What this task involves: Pull out every line of the data below that contains the string "Target", treating uppercase and lowercase as different.
+===+
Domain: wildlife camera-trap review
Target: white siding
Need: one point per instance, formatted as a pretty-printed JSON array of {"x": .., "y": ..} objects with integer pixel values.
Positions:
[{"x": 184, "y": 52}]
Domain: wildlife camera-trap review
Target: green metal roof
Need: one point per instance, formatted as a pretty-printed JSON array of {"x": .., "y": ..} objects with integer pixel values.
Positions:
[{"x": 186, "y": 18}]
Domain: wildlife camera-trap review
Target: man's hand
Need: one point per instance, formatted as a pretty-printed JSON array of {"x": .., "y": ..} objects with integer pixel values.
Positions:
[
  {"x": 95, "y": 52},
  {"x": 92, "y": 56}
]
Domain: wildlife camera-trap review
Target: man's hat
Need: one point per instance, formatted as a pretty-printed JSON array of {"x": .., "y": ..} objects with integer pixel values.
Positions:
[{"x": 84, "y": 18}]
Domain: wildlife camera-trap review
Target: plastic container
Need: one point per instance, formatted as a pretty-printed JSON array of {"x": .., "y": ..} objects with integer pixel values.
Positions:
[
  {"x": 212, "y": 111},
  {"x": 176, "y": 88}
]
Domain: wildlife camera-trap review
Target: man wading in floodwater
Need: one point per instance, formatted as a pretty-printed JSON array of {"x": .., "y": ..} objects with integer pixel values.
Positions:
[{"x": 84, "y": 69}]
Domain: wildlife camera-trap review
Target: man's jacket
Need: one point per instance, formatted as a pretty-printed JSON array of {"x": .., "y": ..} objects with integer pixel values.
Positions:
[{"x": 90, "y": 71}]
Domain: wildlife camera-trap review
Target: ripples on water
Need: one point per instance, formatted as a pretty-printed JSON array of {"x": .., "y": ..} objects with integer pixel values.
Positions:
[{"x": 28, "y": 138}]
+===+
Task solution:
Target: white siding
Target: green metal roof
Target: man's hand
Target: man's hat
Target: plastic container
Target: man wading in floodwater
Target: man's jacket
Target: ripples on water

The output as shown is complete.